→ **Required work**
Rewrite the items from the start through the line containing "box: [0, 9, 635, 116]", changing "pixel-accurate" to "precise" and leaving everything else unchanged.

→ **The input**
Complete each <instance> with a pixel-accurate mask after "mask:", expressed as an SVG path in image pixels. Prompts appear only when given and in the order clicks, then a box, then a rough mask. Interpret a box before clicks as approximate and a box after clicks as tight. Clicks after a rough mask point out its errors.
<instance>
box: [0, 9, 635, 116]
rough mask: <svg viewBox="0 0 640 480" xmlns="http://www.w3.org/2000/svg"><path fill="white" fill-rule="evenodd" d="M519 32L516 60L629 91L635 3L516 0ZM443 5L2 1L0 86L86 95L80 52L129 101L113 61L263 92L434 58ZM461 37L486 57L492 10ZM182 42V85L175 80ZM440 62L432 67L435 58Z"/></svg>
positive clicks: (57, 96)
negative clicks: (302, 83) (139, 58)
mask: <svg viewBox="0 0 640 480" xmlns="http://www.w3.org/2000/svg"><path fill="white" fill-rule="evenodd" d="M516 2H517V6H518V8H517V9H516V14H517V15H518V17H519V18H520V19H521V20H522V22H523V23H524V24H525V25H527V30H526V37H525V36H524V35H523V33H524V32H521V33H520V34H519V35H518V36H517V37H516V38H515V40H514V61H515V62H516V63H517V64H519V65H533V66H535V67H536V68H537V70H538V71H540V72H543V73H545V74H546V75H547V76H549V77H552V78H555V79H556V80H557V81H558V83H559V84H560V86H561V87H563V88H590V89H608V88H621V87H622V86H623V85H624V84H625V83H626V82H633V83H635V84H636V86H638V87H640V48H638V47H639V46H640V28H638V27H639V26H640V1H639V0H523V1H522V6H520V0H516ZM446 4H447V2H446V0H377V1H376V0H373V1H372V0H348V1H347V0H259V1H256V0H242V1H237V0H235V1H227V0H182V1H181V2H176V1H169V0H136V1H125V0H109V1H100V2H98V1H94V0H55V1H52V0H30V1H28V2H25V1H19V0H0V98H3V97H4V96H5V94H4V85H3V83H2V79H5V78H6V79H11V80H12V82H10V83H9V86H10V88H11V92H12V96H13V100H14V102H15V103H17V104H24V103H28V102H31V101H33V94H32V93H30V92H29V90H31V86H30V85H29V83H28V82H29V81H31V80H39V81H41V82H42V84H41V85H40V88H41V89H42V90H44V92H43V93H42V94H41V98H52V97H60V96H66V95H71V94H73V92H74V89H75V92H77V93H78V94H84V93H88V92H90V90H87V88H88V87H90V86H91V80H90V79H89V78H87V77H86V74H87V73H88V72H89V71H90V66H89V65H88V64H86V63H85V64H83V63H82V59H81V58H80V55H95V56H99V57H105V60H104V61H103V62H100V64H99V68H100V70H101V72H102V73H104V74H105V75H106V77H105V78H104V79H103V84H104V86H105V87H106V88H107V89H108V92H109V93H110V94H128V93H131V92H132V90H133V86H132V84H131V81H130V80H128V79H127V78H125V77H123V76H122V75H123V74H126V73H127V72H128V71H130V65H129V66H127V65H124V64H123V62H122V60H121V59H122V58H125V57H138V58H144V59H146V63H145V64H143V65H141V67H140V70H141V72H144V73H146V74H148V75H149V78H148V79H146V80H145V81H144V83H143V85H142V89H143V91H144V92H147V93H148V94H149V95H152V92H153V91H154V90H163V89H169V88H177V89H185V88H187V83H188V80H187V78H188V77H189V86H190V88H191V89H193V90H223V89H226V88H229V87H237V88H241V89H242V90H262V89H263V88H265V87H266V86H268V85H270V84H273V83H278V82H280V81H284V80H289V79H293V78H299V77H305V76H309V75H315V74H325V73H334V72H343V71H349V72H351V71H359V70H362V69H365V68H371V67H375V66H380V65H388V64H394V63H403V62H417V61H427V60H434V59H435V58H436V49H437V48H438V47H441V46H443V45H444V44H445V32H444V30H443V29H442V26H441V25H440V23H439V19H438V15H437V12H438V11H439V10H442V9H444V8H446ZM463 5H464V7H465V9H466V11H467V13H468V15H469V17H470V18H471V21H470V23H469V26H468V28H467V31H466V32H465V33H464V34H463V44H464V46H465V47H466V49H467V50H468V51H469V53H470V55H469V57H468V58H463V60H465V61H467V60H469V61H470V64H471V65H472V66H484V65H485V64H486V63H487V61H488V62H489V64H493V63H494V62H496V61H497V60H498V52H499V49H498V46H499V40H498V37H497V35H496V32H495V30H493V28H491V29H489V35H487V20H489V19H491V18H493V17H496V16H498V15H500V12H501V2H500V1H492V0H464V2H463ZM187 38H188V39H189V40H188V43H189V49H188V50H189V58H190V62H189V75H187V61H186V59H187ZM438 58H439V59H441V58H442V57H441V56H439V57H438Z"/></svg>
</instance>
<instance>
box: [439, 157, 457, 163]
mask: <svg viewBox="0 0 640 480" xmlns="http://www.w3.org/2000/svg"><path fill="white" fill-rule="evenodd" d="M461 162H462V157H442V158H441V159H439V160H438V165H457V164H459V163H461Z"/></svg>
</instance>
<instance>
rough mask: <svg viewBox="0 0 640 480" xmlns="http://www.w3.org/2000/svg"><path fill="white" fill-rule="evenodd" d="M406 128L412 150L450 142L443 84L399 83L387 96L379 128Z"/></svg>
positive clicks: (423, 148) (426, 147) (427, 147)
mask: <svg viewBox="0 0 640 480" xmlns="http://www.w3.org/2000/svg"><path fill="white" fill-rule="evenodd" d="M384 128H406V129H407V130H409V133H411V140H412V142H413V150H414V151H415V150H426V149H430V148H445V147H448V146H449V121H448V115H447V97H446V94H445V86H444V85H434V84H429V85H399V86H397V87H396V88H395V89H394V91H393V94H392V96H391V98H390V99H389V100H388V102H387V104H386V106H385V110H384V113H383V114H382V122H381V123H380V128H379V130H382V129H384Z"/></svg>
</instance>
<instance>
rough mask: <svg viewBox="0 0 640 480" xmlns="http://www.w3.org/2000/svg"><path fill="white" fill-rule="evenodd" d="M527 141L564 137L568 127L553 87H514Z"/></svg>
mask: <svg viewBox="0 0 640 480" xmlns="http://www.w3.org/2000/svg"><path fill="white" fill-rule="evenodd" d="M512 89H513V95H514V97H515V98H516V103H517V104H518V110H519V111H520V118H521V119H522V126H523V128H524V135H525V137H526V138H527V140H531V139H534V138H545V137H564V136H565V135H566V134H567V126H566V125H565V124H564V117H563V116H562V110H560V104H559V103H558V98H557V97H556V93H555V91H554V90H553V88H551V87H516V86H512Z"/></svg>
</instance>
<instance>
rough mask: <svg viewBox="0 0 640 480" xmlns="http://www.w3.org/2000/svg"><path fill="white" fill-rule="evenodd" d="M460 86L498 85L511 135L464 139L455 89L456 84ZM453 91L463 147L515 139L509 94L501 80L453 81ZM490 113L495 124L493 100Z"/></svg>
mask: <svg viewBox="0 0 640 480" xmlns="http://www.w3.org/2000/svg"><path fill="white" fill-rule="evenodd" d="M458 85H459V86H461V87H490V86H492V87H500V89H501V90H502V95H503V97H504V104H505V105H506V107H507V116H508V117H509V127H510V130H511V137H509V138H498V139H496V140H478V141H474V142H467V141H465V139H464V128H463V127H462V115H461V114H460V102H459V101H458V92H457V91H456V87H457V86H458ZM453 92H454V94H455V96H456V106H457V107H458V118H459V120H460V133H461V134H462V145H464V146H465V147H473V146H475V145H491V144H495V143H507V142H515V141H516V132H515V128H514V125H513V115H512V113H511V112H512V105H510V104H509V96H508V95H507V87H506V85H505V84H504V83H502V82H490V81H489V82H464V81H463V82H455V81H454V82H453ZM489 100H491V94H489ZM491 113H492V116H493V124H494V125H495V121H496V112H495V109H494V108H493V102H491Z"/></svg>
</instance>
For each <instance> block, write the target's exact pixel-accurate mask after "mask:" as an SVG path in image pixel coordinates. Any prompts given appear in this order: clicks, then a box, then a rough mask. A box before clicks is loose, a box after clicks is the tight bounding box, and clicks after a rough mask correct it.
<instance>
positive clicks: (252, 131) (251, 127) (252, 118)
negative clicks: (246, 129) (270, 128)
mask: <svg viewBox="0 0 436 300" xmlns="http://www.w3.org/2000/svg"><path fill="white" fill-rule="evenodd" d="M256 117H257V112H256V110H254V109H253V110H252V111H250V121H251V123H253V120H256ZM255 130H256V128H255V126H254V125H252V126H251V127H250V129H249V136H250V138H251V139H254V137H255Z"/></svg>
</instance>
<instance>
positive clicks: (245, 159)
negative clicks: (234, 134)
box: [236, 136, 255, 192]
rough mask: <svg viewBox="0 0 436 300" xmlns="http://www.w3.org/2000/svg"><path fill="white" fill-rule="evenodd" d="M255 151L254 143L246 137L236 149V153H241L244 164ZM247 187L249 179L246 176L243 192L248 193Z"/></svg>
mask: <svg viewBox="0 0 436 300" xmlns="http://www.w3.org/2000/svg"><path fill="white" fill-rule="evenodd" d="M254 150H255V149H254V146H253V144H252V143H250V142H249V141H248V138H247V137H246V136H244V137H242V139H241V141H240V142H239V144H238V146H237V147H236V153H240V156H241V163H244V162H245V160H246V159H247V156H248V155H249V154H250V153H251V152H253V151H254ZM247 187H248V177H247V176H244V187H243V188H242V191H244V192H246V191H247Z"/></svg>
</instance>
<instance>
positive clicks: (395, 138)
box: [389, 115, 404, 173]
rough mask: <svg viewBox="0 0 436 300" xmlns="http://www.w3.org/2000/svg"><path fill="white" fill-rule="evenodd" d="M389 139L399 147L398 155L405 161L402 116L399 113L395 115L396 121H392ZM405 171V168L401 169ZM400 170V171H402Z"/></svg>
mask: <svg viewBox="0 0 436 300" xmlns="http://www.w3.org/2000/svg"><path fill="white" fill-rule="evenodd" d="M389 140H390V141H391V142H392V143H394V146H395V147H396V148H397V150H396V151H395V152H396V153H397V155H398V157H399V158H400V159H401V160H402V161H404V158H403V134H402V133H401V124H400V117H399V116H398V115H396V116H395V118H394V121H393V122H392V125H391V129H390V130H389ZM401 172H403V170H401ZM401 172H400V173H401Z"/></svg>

→ **Answer for this exercise**
Complete each <instance> with a precise mask after "mask:", expressed as an SVG path in image pixels. Prompts appear only when given and in the order clicks, then a box, then a rough mask. Interpret a box before clicks as approximate and a box after clicks as tight. Clicks after a rough mask point out its errors.
<instance>
box: [0, 9, 635, 116]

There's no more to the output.